Location labeling records
╭──

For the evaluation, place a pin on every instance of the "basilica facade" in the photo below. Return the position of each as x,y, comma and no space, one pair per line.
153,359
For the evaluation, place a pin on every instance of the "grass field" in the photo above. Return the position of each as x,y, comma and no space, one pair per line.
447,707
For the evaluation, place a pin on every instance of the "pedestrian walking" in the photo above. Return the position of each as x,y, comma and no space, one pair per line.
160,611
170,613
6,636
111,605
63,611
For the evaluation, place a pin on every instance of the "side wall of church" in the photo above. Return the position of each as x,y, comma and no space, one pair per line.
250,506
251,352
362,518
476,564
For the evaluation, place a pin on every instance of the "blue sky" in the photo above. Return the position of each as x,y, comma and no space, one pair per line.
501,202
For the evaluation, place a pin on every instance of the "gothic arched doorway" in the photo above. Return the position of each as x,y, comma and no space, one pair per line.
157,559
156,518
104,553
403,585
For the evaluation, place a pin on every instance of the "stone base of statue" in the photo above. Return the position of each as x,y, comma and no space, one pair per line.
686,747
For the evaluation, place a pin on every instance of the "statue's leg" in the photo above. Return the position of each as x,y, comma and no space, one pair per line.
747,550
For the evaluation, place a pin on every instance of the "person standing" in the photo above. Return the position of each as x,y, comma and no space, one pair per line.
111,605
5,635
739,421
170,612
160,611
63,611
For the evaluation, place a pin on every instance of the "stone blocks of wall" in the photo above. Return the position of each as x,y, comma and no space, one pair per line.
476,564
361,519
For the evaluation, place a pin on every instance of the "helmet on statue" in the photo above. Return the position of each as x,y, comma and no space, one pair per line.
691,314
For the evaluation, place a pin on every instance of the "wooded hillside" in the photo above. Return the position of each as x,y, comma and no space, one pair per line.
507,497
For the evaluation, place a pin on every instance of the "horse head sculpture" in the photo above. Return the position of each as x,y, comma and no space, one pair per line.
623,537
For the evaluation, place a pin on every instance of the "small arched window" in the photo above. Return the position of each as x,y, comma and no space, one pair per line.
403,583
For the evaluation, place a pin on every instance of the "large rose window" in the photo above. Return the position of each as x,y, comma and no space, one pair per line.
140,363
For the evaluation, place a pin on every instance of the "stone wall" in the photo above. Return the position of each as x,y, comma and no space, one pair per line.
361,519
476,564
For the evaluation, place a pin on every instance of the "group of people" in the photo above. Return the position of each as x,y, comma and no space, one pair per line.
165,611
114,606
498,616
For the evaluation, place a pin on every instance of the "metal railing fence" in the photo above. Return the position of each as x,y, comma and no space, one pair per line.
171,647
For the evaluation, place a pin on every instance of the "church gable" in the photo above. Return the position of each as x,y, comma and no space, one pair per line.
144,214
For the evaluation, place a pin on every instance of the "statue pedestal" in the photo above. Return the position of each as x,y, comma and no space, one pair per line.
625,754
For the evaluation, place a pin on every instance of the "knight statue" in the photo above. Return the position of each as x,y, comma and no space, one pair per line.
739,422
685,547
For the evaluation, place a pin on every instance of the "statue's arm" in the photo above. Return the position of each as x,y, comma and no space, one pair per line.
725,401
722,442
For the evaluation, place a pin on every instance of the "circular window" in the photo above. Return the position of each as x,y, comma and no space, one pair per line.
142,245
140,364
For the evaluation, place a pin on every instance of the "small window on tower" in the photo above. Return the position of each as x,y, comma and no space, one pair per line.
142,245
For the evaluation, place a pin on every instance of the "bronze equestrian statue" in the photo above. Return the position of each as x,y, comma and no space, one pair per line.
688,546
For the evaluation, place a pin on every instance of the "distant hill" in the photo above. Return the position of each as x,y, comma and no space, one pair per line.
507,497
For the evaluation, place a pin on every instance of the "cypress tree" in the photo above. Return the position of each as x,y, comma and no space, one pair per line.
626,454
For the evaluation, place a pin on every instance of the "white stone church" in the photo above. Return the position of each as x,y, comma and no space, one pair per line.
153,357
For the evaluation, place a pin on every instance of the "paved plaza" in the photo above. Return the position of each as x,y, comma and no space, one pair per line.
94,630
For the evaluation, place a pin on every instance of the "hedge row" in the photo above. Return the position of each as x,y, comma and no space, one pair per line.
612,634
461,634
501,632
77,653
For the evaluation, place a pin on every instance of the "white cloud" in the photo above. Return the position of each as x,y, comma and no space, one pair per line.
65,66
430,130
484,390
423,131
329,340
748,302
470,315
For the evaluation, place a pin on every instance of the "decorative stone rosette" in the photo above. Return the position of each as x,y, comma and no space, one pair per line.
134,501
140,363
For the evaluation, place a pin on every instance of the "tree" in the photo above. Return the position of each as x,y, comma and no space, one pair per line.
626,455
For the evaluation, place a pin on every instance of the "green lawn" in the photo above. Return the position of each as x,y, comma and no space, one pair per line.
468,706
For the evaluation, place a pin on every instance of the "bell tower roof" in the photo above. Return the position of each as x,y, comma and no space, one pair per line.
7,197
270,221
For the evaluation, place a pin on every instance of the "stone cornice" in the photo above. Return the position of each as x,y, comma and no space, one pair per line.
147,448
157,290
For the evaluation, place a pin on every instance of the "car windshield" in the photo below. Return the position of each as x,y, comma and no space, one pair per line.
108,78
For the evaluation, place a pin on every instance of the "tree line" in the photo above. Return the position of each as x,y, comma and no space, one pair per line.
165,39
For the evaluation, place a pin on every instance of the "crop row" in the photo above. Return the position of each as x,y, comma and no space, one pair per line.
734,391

╰──

WHAT TO DO:
Each line of the material should be echoed exactly.

ANSWER TO THIS EXERCISE:
For the evaluation, place a pin on every instance of the "basilica facade" in the photo below. Return the position of each as x,y, comma and no space, one pair per line.
153,359
For the evaluation, place a pin on every instance of the "grass field" in the photo above. Return the position of each as x,y, comma and no space, one pair per line.
447,707
For the evaluation, place a pin on every instance of the "pedestrian walking" in the photo above. Return the position of each as x,y, comma and no space, one pair per line.
160,611
170,613
6,636
111,605
63,611
For the evaluation, place a pin on every instance of the "side wall of church" in the photo above. Return the position of each as x,y, comma and no space, one pair per line.
250,506
251,352
362,518
476,564
For the evaluation, place a pin on every instance of the "blue sky" in the photo above. Return the position of each as x,y, comma and no space, one pair per line.
501,202
For the evaluation, place a pin on every instance of the "gothic arched doorway" in the photo above. Return the position of each as x,y, comma and no space, one pair per line.
157,559
156,518
104,553
403,585
For the evaluation, place a pin on every instance of the "stone base of statue" in the photo above. Return the position of each as x,y, comma and no space, one pair per line.
686,747
For the evaluation, place a pin on every instance of the "statue's leg" in the photo above. Return the position of each as x,y, comma and no space, one pair per line.
747,550
For the evaluation, place a pin on every instance of the "person standing" in the photo above. Return the position of each as x,y, comma and no space, one pair per line.
111,605
5,635
739,421
170,612
160,611
63,611
For the evaluation, place a pin on every instance of the "stone blocks of wall" in the photo above. Return the position of each as x,y, comma and no space, one pair per line.
476,564
361,519
For the evaluation, place a pin on every instance of the "helmet on statue" in the photo above. Return the position of each as x,y, comma and no space, one pair per line.
691,314
For the evaluation, place a pin on every instance of the "wooded hillside" in the photo above. Return the position of each as x,y, comma and no space, one pair per line.
507,497
For the evaluation, place a pin on every instance of the "horse head sculpture" in the photo above. Return the position of each as x,y, comma and no space, one pair per line.
623,537
For the evaluation, place a pin on every instance of the "small arched window" in the photo above. Return the position of each as x,y, comma and no space, one pair per line.
403,583
For the evaluation, place a pin on every instance of the "large rose window" in the photo above. Return the position of each as x,y, comma and no space, one pair per line.
140,363
For the evaluation, place a pin on every instance of the "stone wall" in the photo above. Return the position of each as x,y, comma and no space, one pair per line.
361,519
476,564
For the evaluation, place a pin on every instance of the "group of people" in the photo above. Return the position of each as x,y, comma and no space, one pair per line.
165,611
114,606
498,616
For the evaluation, place a pin on every instance of the "metal railing fence" in the photo above. Return the position of each as x,y, comma and no space, one pair per line.
171,647
For the evaluation, place a pin on every instance of the "church gable" in the photo above. Return the position of each as x,y, comma and no space, one pair per line.
144,214
For the evaluation, place a pin on every instance of the "statue pedestal" in the photo above. Return the position of each as x,y, comma and no space, one pair per line.
625,754
For the evaluation, place a pin on every instance of the "knight statue" in the photo above. Return the position of each as x,y, comma and no space, one pair per line.
739,422
685,547
For the evaluation, place a pin on every instance of the "statue's arm" in the photo above. Return the position of each as x,y, comma and no space, one pair per line.
725,401
722,442
For the evaluation, place a pin on every instance of the "circular window" in the photo above. Return the position of each as x,y, comma and no space, one pair per line.
142,245
140,364
For the evaluation, place a pin on every instance of the "small window on tower" in the photo above. Return the position of each as x,y, comma and no space, one pair per line.
142,245
For the evaluation, place a pin on every instance of the "bronze equestrian statue" in the photo above. Return the position of each as x,y, comma and no space, one pair per line.
688,546
For the evaluation, place a pin on every instance of the "distant hill" in the photo above. Return the position of each as x,y, comma and no space, one pair per line.
507,497
For the evaluation, place a pin on every instance of the "cypress tree" in the photo above. Return the position of each as x,y, comma and no space, one pair per line.
626,454
For the evaluation, place a pin on every instance of the "white stone church" in the photo above. Return the position of each as x,y, comma and no space, one pair per line.
153,357
For the evaluation, place a pin on every instance of the "paved plaza" in the photo above. Return the position of each as x,y, comma and no space, one pair per line.
94,630
For the evaluation, place a pin on every instance of the "hedge row" in the photo above. Return the position of each as x,y, comma and no space, one pair per line.
612,634
461,634
501,632
77,653
For the evaluation, place a pin on every instance of the "white cloud" in the photo above. Return the position of each as x,y, comma and no space, one pair per line.
65,66
430,130
484,390
423,131
329,340
748,302
470,315
For the evaluation, place a pin on every instance of the "decorative stone rosette" in the photo above. Return the position of each as x,y, comma and no space, one pair per line.
134,501
140,363
For the evaluation, place a pin on every instance of the "tree" in the photo above. Return the position of each as x,y, comma and no space, one pair per line.
626,455
For the evaluation, place a pin on every instance of the "green lawn" in the photo above. Return the position of each as x,y, comma and no space, one pair per line.
468,706
For the evaluation, place a pin on every instance of the "bell tower roof" in the photo above. Return the position of each as x,y, comma and no space, one pair per line.
7,197
270,221
For the evaluation, place a pin on every instance of the "stone cornice" in the photo above. Return the position of each as x,y, comma and no space, one pair per line.
147,448
157,290
For the evaluation, place a pin on every instance of the "car windshield" in the photo below. Return the position of each as x,y, comma and no space, one pair per line.
108,78
For the evaluation, place a pin on every instance of the "tree line" in the photo above. Return the position of each as x,y, comma and no space, one pair per line.
165,39
For the evaluation, place a pin on every instance of the "crop row" in the photo above. Return the position of each as x,y, comma and no space, one pair per line.
734,391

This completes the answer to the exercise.